▶ [Text extract]:
<<<<
'An Expression of Personal Power'

A gender scholar defends the right of Chinese women to choose what they want to wear.

Shanghai Metro calls on women to dress more conservatively in a post on Sina Weibo.

A recent post by Shanghai Metro via the popular microblogging service Sina Weibo called on women to dress more conservatively when riding subway trains, so as to avoid sexual harassment. The post sparked a fierce, online debate, with 80 percent of respondents to an online poll saying they had been sexually harassed or assaulted on subway trains. Ai Xiaoming, literature professor and gender theorist at Guangzhou's Zhongshan University, adds her view to the debate, saying that women should have the right to wear what they like, without fear of assault:

I think this sort of rubbish is very self-disparaging. Surely to say such things is to turn all men into sexual perverts. Does this mean that if you can see that someone is carrying a purse, that you can steal it, or that you can go and snatch a large amount of money from someone taking it out of a bank? It's no sort of argument, is it? You would be a thief, and someone with no self-respect.
>>>>
▶ [Data excerpt]:
<<<<
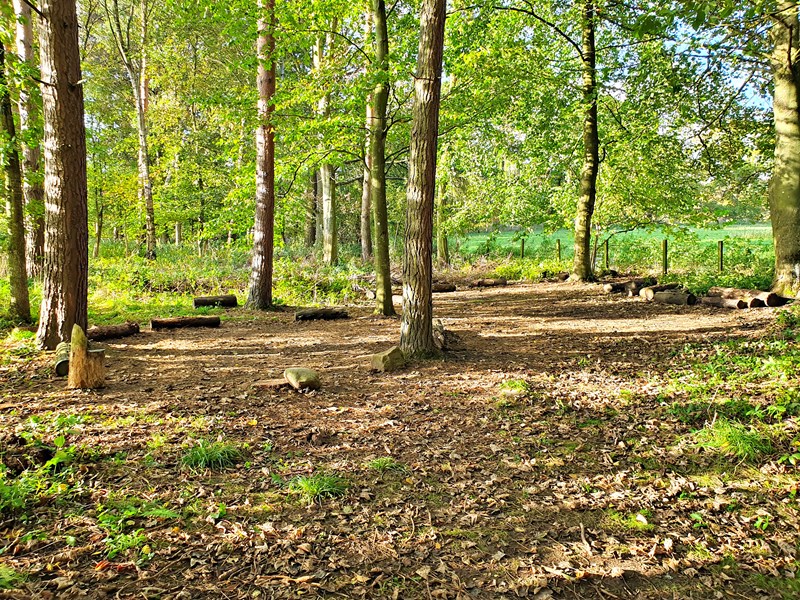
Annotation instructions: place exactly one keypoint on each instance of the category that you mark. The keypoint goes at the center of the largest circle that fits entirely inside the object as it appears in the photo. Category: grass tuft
>>>>
▶ [To be done]:
[A] Can you condense the paragraph beginning "A recent post by Shanghai Metro" from the article on the Shanghai Metro dress post into a shorter version that keeps its main facts?
[B] Please extract the part of the article on the Shanghai Metro dress post starting at "I think this" and ending at "with no self-respect.".

▶ [Final answers]:
[A] On Sina Weibo, Shanghai Metro urged women to dress more conservatively on subway trains to avoid sexual harassment. This set off a heated online debate, and 80 percent of respondents to an online poll said they had been sexually harassed or assaulted on subway trains. Ai Xiaoming, a literature professor and gender theorist at Zhongshan University in Guangzhou, argued that women should be free to wear what they like without fear of assault.

[B]
I think this sort of rubbish is very self-disparaging. Surely to say such things is to turn all men into sexual perverts. Does this mean that if you can see that someone is carrying a purse, that you can steal it, or that you can go and snatch a large amount of money from someone taking it out of a bank? It's no sort of argument, is it? You would be a thief, and someone with no self-respect.